**The task**
Render all of the material below as a JSON list of strings, one string per line, with blank lines omitted.
########################################
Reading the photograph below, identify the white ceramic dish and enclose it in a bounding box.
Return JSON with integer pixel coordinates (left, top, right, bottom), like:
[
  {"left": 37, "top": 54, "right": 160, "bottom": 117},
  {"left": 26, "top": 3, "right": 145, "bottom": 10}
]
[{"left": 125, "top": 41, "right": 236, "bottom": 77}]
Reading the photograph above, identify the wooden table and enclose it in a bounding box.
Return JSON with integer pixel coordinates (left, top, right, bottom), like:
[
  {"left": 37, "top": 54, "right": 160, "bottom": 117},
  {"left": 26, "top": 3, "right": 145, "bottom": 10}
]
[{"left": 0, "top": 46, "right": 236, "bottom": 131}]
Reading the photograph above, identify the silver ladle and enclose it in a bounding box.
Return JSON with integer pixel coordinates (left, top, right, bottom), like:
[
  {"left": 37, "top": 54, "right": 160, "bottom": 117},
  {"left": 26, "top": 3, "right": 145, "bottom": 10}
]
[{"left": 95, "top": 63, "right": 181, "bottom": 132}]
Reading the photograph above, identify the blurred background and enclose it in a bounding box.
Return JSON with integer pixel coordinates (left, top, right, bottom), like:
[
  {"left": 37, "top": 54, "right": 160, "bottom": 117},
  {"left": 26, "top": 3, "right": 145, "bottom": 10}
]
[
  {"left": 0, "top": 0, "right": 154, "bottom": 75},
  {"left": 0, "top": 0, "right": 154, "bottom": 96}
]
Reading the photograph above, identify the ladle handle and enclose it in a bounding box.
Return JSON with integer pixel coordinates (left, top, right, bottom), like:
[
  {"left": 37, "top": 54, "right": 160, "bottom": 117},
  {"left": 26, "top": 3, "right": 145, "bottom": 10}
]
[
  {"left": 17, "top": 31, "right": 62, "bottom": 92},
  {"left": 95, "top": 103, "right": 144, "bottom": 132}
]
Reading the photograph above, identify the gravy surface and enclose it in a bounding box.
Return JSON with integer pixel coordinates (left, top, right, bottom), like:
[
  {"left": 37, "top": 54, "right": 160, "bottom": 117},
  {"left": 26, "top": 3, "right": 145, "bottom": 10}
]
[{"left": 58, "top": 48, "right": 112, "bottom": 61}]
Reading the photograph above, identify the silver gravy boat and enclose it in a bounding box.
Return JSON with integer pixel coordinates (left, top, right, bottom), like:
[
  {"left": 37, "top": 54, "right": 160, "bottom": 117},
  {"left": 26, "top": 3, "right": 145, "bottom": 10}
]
########################################
**The completed task**
[
  "Reading the photograph below, identify the white ceramic dish and enclose it in a bounding box.",
  "Return JSON with integer pixel coordinates (left, top, right, bottom), like:",
  "[",
  "  {\"left\": 37, \"top\": 54, \"right\": 160, \"bottom\": 117},",
  "  {\"left\": 26, \"top\": 3, \"right\": 145, \"bottom\": 10}",
  "]",
  "[{\"left\": 125, \"top\": 41, \"right\": 236, \"bottom\": 77}]",
  "Reading the photograph above, identify the wooden table and enclose it in a bounding box.",
  "Return JSON with integer pixel coordinates (left, top, right, bottom), like:",
  "[",
  "  {\"left\": 37, \"top\": 54, \"right\": 160, \"bottom\": 117},",
  "  {\"left\": 26, \"top\": 3, \"right\": 145, \"bottom\": 10}",
  "]",
  "[{\"left\": 0, \"top\": 46, \"right\": 236, \"bottom\": 131}]",
  "Reading the photograph above, identify the silver ladle and enclose it in a bounding box.",
  "Return JSON with integer pixel coordinates (left, top, right, bottom), like:",
  "[",
  "  {\"left\": 37, \"top\": 54, \"right\": 160, \"bottom\": 117},",
  "  {\"left\": 26, \"top\": 3, \"right\": 145, \"bottom\": 10}",
  "]",
  "[{\"left\": 95, \"top\": 63, \"right\": 181, \"bottom\": 132}]",
  "Reading the photograph above, identify the blurred background and enclose it in a bounding box.",
  "Return JSON with integer pixel coordinates (left, top, right, bottom), like:",
  "[",
  "  {\"left\": 37, \"top\": 54, \"right\": 160, \"bottom\": 117},",
  "  {\"left\": 26, \"top\": 3, \"right\": 145, \"bottom\": 10}",
  "]",
  "[",
  "  {\"left\": 0, \"top\": 0, \"right\": 154, \"bottom\": 75},",
  "  {\"left\": 0, \"top\": 0, \"right\": 154, \"bottom\": 96}",
  "]",
  "Reading the photograph above, identify the ladle handle and enclose it in a bounding box.",
  "Return JSON with integer pixel coordinates (left, top, right, bottom), like:",
  "[",
  "  {\"left\": 37, \"top\": 54, \"right\": 160, \"bottom\": 117},",
  "  {\"left\": 26, \"top\": 3, \"right\": 145, \"bottom\": 10}",
  "]",
  "[",
  "  {\"left\": 17, \"top\": 31, \"right\": 62, \"bottom\": 92},",
  "  {\"left\": 95, \"top\": 103, \"right\": 144, \"bottom\": 132}",
  "]",
  "Reading the photograph above, identify the gravy surface and enclose it in a bounding box.",
  "Return JSON with integer pixel coordinates (left, top, right, bottom), like:",
  "[",
  "  {\"left\": 37, \"top\": 54, \"right\": 160, \"bottom\": 117},",
  "  {\"left\": 26, \"top\": 3, \"right\": 145, \"bottom\": 10}",
  "]",
  "[{\"left\": 58, \"top\": 48, \"right\": 112, \"bottom\": 61}]",
  "Reading the photograph above, identify the silver gravy boat and enclose it in a bounding box.",
  "Return JSON with integer pixel coordinates (left, top, right, bottom), like:",
  "[",
  "  {\"left\": 37, \"top\": 54, \"right\": 160, \"bottom\": 117},",
  "  {\"left\": 26, \"top\": 3, \"right\": 145, \"bottom\": 10}",
  "]"
]